• Set problem:
Copy out the records below line for line, leaving the pictures out.

• Records:
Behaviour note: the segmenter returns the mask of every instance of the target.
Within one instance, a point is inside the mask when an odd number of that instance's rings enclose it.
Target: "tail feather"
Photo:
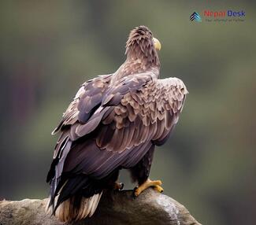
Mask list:
[[[61,222],[71,222],[73,220],[80,220],[87,216],[91,217],[97,208],[102,194],[102,192],[90,197],[83,197],[78,208],[73,205],[72,199],[69,198],[57,208],[54,215]],[[53,213],[50,200],[46,205],[46,211],[47,214]]]

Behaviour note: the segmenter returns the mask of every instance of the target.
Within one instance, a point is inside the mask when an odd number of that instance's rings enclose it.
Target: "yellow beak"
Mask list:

• In response:
Behaviour note: the segmenter returns the mask of every instance of the target.
Within one instance, a point is inside the mask when an odd number of that instance's rings enclose it.
Target: "tail feather"
Photo:
Mask list:
[[[61,222],[71,222],[73,220],[80,220],[87,216],[91,217],[97,208],[102,194],[102,192],[90,197],[83,197],[78,208],[73,205],[72,199],[69,198],[57,208],[54,215]],[[53,213],[50,200],[46,205],[46,211],[47,214]]]

Behaviour note: the segmenter returns the mask of every instance of the target.
Within one instance, a point is inside the mask when an odd number of that instance's rings enclose it.
Target: "yellow beak"
Mask list:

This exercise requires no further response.